Your tasks:
a. In the binary representations notebook, condense the paragraph that begins "In the end our rotation function looks like the following" into a short bulleted list that keeps its main facts.
b. In the data entries, copy out word for word everything from the line containing "Locate each <instance>" down to the line containing "negative clicks: (149, 168) (159, 224)", including both of those lines.

(Document excerpt begins)

# Computational Theory - Shane Walsh - G00406694

## Task 1: Binary Representations
Create four functions in Python, demonstrating their use with examples and tests.
1. The function rotl(x, n=1) that rotates the bits in a 32-bit unsigned integer to the left n places.

2. The function rotr(x, n=1) that rotates the bits in a 32-bit unsigned integer to the right n places.

3. The function ch(x, y, z) that chooses the bits from y where x has bits set to 1 and bits in z where x has bits set to 0.

4. The function maj(x, y, z) which takes a majority vote of the bits in x, y, and z.

The output should have a 1 in bit position i where at least two of x, y, and z have 1's in position i.
All other output bit positions should be 0.

## 1. The function rotl(x, n=1)

This function goes through a process of rotating bits in a 32-bit unsigned integer to a direction. In this case, to the left by a a set number (such as 1 or 2) of positions. To implement this, we first need to understand the syntax for Bitwise shifting.

Bitwise left shift is <<
Bitwise right shift is >>

In [14]:
# Bitwise shifting of a number
x = 0b1100
print("Base value of X: " + bin(x)) # Base value
print("Shifted to the left by 2: " + bin(x << 2)) # Shift left by 2
print("Shifted to the right by 2: " + bin(x >> 2)) # Shift right by 2


Base value of X: 0b1100
Shifted to the left by 2: 0b110000
Shifted to the right by 2: 0b11


Now its important that to avoid losing any bits during the shift process, we can avoid this with what's known as masking. This ensures that our result doesn't grow larger by mistake and maintains the 32 bit size of my result.

In [1]:
# Masking examples here
x = 0b1100

The final step to tie this together is bitwise operations, which are your classic AND, OR, NOT and XOR gates. These allow us to control our results dynamically......

In [2]:
# Examples of bitwise operations
x = 0b1100
y = 0b1010
print(bin(x & y)) # Bitwise AND
print(bin(x | y)) # Bitwise OR
print(bin(x ^ y)) # Bitwise XOR
print(bin(~x)) # Bitwise NOT

0b1000
0b1110
0b110
-0b1101


In the end our rotation function looks like the following. It shifts bits left by n positions with (x << n). It then shifts bits that would be lost when shifting left, to the right with (x >> (32 - n)). We put an OR operator between these to combine them. Lastly, we use an AND operator to bring in our masking for ensuring to result stays at 32 bits. 

In [3]:
import numpy as np
import math

def rotl(x, n=1):
    return ((x << n) | (x >> (32 - n))) & 0xFFFFFFFF # << shifts the bits to left, >> shifts the bits to right.

x = 0b1100
print(f'rotl(0b1100, 2): {bin(rotl(x, 2))}')
print(f'rotl(0b1100, 3): {bin(rotl(x, 3))}')

rotl(0b1100, 2): 0b110000
rotl(0b1100, 3): 0b1100000


# Demonstrating the use of Rotl(x, n=1) 

## 2. The function rotr(x, n=1)

In [4]:
def rotr(x, n=1):
    return (x >> n) | ((x << (32 - n)) & 0xFFFFFFFF)

(Document excerpt ends)
(Material for the task begins)

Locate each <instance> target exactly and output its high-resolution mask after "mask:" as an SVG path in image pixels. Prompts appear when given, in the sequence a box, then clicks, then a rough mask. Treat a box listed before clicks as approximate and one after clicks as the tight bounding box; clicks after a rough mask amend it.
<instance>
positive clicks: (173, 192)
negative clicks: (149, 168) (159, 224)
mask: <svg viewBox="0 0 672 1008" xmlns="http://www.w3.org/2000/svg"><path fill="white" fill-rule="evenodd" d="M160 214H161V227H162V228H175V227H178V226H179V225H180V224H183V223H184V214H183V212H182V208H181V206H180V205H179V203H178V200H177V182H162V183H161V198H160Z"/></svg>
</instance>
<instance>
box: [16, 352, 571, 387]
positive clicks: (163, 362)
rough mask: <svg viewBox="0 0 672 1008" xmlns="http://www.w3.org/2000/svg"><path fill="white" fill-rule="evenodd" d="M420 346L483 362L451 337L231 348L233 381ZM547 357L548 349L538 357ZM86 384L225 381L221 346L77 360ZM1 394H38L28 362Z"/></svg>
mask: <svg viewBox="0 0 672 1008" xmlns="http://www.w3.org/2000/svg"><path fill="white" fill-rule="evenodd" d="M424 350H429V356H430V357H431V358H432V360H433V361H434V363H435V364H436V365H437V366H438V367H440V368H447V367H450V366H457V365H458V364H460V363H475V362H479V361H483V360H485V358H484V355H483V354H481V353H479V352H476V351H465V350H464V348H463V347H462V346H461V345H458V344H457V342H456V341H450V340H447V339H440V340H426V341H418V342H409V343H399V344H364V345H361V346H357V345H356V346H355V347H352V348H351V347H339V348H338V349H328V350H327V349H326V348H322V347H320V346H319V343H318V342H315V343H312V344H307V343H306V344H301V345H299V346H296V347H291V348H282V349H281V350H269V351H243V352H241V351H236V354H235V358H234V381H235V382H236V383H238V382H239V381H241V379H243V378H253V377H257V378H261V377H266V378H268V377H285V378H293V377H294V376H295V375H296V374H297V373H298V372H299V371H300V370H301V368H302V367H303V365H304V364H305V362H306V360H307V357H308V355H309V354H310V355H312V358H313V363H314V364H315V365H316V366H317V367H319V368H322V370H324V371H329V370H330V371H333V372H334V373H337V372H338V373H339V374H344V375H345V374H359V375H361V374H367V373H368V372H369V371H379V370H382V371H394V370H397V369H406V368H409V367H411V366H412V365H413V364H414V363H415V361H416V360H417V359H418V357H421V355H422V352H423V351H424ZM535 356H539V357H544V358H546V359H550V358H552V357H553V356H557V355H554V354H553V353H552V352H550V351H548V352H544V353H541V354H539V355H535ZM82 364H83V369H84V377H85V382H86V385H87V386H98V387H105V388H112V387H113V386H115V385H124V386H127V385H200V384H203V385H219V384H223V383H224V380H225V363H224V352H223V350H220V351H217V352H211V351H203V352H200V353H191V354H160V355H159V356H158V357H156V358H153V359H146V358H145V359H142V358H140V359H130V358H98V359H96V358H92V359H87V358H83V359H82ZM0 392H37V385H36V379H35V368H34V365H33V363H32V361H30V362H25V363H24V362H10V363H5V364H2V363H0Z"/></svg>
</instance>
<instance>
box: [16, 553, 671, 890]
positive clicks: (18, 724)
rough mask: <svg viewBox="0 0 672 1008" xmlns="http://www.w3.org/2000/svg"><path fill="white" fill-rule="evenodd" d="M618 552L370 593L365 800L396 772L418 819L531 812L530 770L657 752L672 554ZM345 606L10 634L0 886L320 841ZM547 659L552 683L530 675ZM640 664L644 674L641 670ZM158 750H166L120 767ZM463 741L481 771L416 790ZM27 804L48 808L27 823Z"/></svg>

(Material for the task ends)
(Material for the task begins)

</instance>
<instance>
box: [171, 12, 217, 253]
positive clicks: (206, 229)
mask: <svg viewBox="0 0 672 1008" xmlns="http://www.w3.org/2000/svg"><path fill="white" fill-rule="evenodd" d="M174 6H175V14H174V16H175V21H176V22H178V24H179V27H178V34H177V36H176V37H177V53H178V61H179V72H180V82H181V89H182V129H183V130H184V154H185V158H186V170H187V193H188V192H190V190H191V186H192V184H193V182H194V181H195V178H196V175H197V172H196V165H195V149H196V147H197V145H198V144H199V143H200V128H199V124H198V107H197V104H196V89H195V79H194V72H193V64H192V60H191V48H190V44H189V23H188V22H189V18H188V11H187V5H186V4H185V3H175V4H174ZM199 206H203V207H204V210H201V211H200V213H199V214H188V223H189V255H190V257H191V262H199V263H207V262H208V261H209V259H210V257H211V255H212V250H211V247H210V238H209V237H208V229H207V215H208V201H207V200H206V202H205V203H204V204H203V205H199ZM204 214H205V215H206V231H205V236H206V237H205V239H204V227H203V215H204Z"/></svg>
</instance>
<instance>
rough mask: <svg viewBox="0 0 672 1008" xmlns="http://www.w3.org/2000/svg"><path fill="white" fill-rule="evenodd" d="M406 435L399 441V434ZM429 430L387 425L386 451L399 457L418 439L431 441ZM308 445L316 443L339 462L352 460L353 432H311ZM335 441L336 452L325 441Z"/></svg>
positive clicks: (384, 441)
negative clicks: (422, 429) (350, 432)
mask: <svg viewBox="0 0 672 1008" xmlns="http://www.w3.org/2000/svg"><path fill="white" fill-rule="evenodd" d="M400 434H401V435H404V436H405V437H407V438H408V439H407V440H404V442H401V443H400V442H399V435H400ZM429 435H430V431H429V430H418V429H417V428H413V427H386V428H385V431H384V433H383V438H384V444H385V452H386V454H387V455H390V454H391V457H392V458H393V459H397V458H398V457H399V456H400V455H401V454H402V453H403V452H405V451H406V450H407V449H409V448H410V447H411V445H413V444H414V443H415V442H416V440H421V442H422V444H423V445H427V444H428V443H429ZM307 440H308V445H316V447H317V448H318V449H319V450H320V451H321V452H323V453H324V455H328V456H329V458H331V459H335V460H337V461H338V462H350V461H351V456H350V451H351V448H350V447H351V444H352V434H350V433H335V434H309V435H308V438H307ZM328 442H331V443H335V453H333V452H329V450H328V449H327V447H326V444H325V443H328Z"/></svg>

(Material for the task ends)

Solutions to the exercise:
a.
- Shifts the bits left by n positions with (x << n).
- Shifts the bits that a left shift would lose to the right with (x >> (32 - n)).
- Combines the two results with an OR operator.
- Applies an AND operator for masking, which keeps the result at 32 bits.

b.
Locate each <instance> target exactly and output its high-resolution mask after "mask:" as an SVG path in image pixels. Prompts appear when given, in the sequence a box, then clicks, then a rough mask. Treat a box listed before clicks as approximate and one after clicks as the tight bounding box; clicks after a rough mask amend it.
<instance>
positive clicks: (173, 192)
negative clicks: (149, 168) (159, 224)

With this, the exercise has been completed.